Work required —
Could you turn these lines into a Markdown table with a "Row" column numbering each one and a "Line" column holding its text, leaving out any blank lines?

Provided records —
• • •

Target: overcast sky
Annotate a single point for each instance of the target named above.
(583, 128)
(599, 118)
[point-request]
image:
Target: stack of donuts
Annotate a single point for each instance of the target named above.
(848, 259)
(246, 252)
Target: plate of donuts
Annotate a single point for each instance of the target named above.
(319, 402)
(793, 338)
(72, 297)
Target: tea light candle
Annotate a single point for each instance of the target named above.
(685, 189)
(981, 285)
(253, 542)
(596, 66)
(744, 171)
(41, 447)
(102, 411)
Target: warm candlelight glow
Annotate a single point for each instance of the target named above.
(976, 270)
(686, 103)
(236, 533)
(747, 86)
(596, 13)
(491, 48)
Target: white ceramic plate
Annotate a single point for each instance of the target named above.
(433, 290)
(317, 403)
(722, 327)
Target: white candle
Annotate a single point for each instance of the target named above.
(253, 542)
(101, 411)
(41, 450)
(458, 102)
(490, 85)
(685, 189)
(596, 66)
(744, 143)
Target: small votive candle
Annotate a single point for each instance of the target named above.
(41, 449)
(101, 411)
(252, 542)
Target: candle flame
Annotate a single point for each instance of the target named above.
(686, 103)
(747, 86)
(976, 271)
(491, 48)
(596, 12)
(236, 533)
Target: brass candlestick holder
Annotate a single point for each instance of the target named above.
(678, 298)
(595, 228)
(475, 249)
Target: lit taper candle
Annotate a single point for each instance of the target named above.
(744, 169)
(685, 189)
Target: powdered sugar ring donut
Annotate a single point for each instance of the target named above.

• • •

Output of the exercise —
| Row | Line |
|---|---|
| 1 | Target: overcast sky |
| 2 | Annotate a single point for each instance of the target named above. |
| 3 | (583, 128) |
| 4 | (599, 118) |
| 5 | [point-request] |
| 6 | image: |
| 7 | Target: stack of donuts |
| 8 | Annotate a single point for each instance of the target named above. |
| 9 | (848, 259) |
| 10 | (246, 252) |
| 11 | Target: plate of donuts |
| 12 | Annotate a single point for each instance of the target named above. |
| 13 | (319, 402) |
| 14 | (793, 338) |
| 15 | (72, 297) |
| 16 | Target: tea light candle |
| 17 | Annotate a single point for each instance of the target named above. |
| 18 | (685, 189) |
| 19 | (981, 285) |
| 20 | (253, 542) |
| 21 | (596, 66) |
| 22 | (744, 171) |
| 23 | (41, 447) |
| 24 | (102, 411) |
| 25 | Target: warm candlelight glow |
| 26 | Annotate a single point for each instance of the target named above. |
| 27 | (976, 270) |
| 28 | (686, 103) |
| 29 | (236, 533) |
| 30 | (747, 86) |
| 31 | (596, 13) |
| 32 | (491, 48) |
| 33 | Target: white ceramic plate |
| 34 | Annotate a single point for each instance of the target named above. |
| 35 | (433, 290) |
| 36 | (317, 403) |
| 37 | (722, 327) |
| 38 | Target: white candle |
| 39 | Annotate a single point for each instance of the target named above. |
| 40 | (253, 542) |
| 41 | (101, 411) |
| 42 | (41, 450) |
| 43 | (458, 102) |
| 44 | (490, 85) |
| 45 | (685, 189) |
| 46 | (596, 66) |
| 47 | (744, 143) |
| 48 | Target: small votive candle |
| 49 | Annotate a single point for each instance of the target named above. |
| 50 | (41, 449) |
| 51 | (101, 411) |
| 52 | (252, 542) |
| 53 | Target: candle flame |
| 54 | Annotate a single point for each instance of the target named above. |
| 55 | (686, 103) |
| 56 | (747, 86) |
| 57 | (976, 271) |
| 58 | (491, 48) |
| 59 | (596, 12) |
| 60 | (236, 533) |
| 61 | Target: brass candlestick holder |
| 62 | Annotate a single point for each instance of the target named above. |
| 63 | (678, 298) |
| 64 | (595, 228) |
| 65 | (475, 249) |
| 66 | Target: lit taper candle |
| 67 | Annotate a single point for each instance of the target named above. |
| 68 | (744, 169) |
| 69 | (685, 189) |
| 70 | Target: powdered sugar ring donut |
| 71 | Annotate a single point for each instance of the target named above. |